GOAL OF THE EXERCISE: Reproduce each of the items below word for word, with no changes.

• • • • • • •

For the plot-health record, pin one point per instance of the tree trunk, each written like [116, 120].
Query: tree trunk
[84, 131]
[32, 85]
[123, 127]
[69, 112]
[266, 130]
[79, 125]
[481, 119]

• • • • • • •

REPLY TO THE TASK:
For the plot-health record, pin one point per instance of the tree trunk, each written like [116, 120].
Query: tree trunk
[84, 131]
[32, 85]
[123, 127]
[69, 112]
[266, 130]
[79, 125]
[481, 119]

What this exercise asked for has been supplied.